_WHAT IS NEEDED:_ Say how many of the lines below hold "shoreline", writing the number and nothing more.

Dataset entries
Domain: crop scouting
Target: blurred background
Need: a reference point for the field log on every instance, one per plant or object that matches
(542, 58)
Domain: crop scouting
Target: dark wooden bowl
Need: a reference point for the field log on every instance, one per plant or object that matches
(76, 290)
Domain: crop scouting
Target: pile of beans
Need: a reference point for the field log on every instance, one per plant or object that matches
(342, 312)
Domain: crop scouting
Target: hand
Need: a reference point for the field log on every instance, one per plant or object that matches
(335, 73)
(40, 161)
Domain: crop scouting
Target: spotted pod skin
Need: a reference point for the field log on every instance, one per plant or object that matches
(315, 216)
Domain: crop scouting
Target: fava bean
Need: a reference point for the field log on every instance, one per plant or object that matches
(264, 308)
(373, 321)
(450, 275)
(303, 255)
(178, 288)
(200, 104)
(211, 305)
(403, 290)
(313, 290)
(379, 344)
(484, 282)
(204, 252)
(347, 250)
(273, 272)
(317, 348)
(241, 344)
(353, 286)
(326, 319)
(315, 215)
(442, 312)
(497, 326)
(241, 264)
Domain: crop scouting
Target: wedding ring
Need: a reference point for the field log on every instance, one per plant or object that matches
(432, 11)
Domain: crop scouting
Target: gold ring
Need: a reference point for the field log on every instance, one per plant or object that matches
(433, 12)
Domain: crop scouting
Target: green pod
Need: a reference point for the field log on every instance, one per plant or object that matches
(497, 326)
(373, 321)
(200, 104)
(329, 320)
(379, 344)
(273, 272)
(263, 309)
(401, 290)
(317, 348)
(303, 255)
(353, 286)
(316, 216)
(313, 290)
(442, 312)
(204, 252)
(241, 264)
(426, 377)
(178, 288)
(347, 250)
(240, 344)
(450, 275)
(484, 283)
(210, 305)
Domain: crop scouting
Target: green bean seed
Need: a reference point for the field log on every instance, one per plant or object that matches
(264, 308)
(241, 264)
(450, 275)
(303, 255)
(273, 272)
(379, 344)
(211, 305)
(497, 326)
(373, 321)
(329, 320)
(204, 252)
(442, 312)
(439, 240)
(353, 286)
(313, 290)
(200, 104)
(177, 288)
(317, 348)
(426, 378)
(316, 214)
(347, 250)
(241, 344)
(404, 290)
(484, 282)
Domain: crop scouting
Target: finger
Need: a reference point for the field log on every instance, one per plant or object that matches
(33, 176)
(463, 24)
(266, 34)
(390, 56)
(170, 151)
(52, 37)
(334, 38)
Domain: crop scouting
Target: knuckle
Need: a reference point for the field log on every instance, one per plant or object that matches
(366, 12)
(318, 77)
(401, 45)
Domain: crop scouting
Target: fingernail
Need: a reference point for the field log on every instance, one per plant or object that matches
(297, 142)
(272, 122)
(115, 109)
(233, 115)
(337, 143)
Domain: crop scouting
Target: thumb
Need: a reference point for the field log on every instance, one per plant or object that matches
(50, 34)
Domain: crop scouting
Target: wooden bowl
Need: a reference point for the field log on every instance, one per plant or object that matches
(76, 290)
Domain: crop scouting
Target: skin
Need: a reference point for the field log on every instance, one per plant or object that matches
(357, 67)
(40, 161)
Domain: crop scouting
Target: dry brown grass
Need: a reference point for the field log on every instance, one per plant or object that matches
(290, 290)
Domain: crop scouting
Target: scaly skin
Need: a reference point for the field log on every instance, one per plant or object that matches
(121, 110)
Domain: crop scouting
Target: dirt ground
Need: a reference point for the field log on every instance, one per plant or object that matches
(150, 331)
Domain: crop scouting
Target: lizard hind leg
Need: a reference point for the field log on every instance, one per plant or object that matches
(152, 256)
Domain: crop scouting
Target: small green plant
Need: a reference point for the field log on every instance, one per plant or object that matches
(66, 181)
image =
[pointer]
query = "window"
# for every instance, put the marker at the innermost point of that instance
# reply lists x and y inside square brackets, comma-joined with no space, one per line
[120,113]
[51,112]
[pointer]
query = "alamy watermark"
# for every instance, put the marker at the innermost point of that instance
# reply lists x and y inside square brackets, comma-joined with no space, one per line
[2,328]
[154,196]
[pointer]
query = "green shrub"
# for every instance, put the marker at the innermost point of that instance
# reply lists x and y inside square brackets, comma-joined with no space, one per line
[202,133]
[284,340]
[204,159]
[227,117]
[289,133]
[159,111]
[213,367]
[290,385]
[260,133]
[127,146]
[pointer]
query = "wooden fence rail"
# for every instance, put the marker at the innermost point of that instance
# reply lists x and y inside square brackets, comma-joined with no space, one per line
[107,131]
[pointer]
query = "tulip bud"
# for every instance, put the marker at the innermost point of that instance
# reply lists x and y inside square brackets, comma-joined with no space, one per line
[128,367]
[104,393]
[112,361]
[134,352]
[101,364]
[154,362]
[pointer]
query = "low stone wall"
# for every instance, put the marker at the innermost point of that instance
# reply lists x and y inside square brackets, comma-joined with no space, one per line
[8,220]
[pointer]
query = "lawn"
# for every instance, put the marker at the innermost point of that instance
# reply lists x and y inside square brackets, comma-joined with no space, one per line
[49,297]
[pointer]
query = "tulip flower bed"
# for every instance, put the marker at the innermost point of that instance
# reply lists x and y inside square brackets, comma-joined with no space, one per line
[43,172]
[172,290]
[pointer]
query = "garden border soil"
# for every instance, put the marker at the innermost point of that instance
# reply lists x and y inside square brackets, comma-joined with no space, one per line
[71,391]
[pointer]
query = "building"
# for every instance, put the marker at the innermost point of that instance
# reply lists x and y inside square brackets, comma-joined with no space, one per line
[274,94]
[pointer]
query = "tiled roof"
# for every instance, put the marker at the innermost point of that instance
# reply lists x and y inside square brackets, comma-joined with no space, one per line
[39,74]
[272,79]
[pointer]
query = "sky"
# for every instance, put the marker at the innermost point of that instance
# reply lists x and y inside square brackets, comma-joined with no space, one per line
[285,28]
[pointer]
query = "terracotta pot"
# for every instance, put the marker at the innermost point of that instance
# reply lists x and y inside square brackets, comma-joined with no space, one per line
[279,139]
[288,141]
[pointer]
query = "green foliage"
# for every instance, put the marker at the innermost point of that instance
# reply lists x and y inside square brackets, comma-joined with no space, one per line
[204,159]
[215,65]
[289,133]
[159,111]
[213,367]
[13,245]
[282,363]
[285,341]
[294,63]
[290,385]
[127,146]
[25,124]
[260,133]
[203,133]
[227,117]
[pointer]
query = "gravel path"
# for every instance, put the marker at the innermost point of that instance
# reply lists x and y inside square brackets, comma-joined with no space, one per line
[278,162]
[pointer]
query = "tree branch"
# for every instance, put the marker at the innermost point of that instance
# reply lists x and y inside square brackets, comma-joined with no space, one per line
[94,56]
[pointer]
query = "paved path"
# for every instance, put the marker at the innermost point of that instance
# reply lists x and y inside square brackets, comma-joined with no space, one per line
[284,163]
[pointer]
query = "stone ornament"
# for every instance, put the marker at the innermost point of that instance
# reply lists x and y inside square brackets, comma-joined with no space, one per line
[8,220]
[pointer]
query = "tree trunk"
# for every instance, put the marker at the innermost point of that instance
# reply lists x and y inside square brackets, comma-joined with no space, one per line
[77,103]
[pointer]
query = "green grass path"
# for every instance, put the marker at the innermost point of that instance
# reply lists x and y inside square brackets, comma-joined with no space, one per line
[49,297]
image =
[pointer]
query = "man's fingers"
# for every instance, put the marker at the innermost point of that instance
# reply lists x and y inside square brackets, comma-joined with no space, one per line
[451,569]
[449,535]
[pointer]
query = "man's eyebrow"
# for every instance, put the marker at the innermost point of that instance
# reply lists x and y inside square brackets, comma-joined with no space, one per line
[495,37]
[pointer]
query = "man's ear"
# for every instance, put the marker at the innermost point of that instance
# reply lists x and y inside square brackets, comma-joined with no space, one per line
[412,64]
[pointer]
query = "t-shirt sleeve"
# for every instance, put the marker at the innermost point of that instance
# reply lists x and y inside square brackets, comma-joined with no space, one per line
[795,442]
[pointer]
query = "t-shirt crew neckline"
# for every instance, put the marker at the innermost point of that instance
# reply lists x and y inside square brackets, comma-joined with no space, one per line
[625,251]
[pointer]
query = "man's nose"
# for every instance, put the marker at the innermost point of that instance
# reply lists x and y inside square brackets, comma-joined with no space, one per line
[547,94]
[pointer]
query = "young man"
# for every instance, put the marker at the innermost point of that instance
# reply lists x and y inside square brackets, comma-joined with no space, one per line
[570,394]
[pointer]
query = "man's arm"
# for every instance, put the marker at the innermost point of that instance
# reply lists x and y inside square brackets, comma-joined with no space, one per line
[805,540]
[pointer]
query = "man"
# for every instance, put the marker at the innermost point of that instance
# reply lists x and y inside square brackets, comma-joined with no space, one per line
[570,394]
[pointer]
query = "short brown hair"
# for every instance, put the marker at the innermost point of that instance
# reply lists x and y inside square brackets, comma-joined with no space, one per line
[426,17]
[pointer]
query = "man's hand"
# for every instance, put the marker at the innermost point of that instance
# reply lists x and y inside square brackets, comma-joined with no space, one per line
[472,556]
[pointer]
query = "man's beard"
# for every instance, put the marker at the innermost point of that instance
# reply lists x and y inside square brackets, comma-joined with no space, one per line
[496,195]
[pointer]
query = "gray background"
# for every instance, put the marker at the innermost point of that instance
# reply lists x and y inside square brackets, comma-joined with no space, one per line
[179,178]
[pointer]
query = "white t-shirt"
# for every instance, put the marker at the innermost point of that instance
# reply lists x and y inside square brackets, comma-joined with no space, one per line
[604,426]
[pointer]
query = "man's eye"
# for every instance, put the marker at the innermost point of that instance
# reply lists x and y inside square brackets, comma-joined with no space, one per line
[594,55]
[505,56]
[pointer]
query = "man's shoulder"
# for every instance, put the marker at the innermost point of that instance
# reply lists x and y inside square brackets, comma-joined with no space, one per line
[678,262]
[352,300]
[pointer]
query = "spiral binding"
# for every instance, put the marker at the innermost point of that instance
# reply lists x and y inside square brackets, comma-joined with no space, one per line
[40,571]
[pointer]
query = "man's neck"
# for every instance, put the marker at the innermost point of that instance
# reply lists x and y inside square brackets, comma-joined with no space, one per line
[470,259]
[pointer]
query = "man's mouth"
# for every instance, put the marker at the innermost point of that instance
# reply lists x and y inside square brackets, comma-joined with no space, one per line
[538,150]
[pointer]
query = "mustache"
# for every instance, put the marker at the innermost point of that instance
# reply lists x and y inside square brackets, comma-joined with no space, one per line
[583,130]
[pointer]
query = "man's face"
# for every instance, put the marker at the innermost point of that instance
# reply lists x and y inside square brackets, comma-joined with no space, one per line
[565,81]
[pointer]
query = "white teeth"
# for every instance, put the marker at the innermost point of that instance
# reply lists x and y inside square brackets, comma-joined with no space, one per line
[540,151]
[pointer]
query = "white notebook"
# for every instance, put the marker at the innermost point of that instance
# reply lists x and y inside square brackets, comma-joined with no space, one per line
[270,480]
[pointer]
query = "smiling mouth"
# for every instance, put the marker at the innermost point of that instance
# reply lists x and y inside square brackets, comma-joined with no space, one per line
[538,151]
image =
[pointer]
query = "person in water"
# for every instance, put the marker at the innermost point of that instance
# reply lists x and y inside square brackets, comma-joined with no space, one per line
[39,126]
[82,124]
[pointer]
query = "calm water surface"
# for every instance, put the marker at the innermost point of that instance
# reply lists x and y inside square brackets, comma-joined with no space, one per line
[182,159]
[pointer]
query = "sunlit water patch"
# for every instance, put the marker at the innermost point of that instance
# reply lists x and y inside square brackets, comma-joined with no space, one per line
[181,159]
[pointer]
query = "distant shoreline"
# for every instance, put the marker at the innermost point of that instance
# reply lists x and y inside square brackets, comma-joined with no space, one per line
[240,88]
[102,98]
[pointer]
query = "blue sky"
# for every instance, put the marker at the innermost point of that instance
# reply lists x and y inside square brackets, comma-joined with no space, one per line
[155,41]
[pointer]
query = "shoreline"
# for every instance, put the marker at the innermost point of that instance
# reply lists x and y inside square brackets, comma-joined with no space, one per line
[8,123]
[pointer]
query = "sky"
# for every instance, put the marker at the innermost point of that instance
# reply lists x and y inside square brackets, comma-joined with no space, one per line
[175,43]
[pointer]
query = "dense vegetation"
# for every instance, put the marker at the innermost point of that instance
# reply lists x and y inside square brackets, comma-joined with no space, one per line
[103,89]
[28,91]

_RESPONSE AREA:_ 2